### To do
(a) According to the neck pain treatment text, within what span of time do the most common types of mild to moderate neck pain usually respond well to self-care?
(b) Resume the neck pain treatment text after its final sentence, in the same style.

Diseases and Conditions

Neck pain

Treatment

The most common types of mild to moderate neck pain usually respond well to self-care within two or three weeks. If neck pain persists, your doctor might recommend other treatments.

Medications

Your doctor might prescribe stronger pain medicine than what you can get over-the-counter, as well as muscle relaxants and tricyclic antidepressants for pain relief.

Therapy

  • Physical therapy. A physical therapist can teach you correct posture, alignment and neck-strengthening exercises, and can use heat, ice, electrical stimulation and other measures to help ease your pain and prevent a recurrence.
  • Transcutaneous electrical nerve stimulation (TENS). Electrodes placed on your skin near the painful areas deliver tiny electrical impulses that may relieve pain.
  • Traction. Traction uses weights, pulleys or an air bladder to gently stretch your neck. This therapy, under supervision of a medical professional and physical therapist, may provide relief of some neck pain, especially pain related to nerve root irritation.

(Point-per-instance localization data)
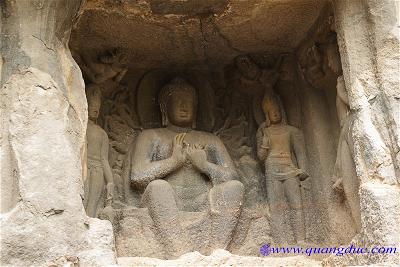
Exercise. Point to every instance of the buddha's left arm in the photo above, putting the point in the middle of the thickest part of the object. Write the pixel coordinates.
(298, 144)
(219, 166)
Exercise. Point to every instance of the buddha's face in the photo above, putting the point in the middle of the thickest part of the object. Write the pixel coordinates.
(273, 112)
(247, 67)
(93, 108)
(180, 108)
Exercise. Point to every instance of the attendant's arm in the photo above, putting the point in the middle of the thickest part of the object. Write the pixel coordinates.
(144, 170)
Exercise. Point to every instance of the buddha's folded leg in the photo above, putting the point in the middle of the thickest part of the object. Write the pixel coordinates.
(226, 201)
(159, 198)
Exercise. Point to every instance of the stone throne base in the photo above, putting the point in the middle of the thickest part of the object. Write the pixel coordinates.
(136, 235)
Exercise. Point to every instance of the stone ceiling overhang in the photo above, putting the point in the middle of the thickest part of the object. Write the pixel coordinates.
(193, 32)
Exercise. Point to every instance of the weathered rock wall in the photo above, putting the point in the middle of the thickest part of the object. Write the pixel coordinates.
(44, 117)
(369, 46)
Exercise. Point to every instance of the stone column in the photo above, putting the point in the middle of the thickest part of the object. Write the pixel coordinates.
(368, 38)
(43, 126)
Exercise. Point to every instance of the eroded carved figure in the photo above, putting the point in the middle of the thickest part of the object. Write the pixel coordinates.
(110, 66)
(99, 173)
(181, 169)
(281, 148)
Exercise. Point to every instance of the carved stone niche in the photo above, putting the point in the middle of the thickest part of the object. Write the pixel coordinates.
(186, 130)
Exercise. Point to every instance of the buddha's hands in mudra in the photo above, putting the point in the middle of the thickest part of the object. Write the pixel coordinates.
(197, 155)
(178, 153)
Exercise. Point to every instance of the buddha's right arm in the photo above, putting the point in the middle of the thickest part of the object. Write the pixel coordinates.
(144, 170)
(262, 150)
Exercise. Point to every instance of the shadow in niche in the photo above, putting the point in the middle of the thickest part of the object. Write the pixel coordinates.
(230, 107)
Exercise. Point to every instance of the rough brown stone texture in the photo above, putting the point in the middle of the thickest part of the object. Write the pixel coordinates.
(130, 50)
(44, 116)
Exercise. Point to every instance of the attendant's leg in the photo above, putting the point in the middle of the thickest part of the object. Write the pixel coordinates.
(277, 205)
(96, 186)
(293, 195)
(160, 200)
(226, 201)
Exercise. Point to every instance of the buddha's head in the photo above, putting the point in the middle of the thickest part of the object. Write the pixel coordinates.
(272, 109)
(178, 104)
(93, 95)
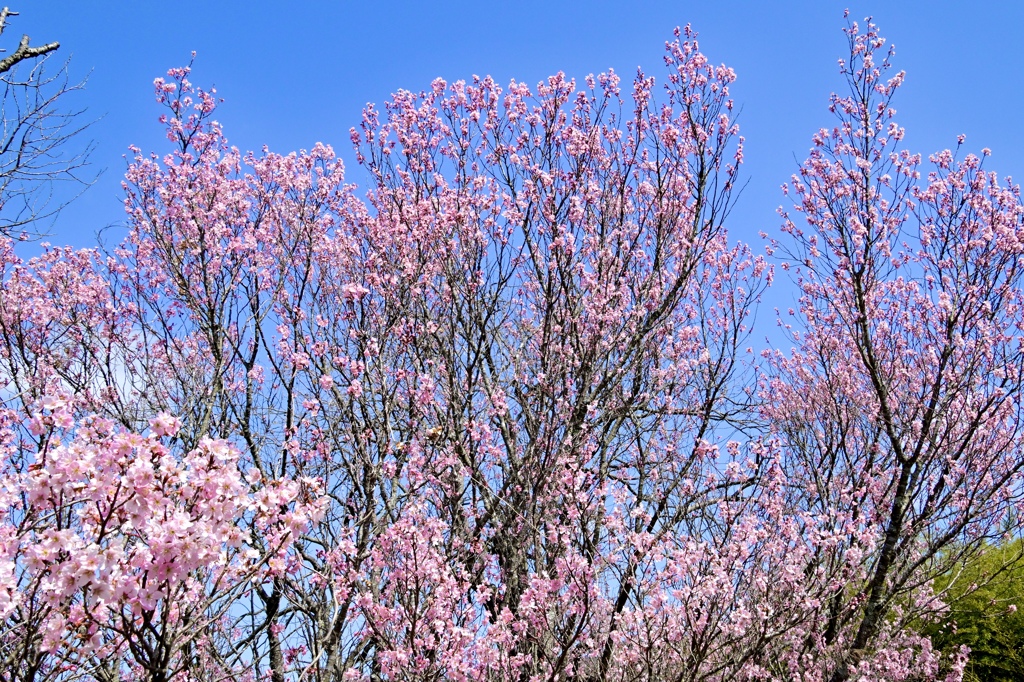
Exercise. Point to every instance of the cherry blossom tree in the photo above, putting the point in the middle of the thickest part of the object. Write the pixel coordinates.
(499, 416)
(900, 409)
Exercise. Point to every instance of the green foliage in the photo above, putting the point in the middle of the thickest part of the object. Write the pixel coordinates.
(986, 598)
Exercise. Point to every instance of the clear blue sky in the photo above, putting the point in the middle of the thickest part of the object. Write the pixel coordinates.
(295, 73)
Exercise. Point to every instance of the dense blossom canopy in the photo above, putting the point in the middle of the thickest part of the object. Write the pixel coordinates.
(500, 416)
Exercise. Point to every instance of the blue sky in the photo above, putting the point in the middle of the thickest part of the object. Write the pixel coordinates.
(295, 73)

### Outputs by task
(a) Within two or three weeks.

(b)
  • Short-term immobilization. A soft collar that supports your neck may help relieve pain by taking pressure off the structures in your neck. However, if used for more than three hours at a time or for more than one to two weeks, a collar might do more harm than good.

Surgical and other procedures

  • Steroid injections. Your doctor might inject corticosteroid medications near the nerve roots, into the small facet joints in the bones of the cervical spine or into the muscles in your neck to help with pain. Numbing medications, such as lidocaine, also can be injected to relieve your neck pain.
  • Surgery. Rarely needed for neck pain, surgery might be an option for relieving nerve root or spinal cord compression.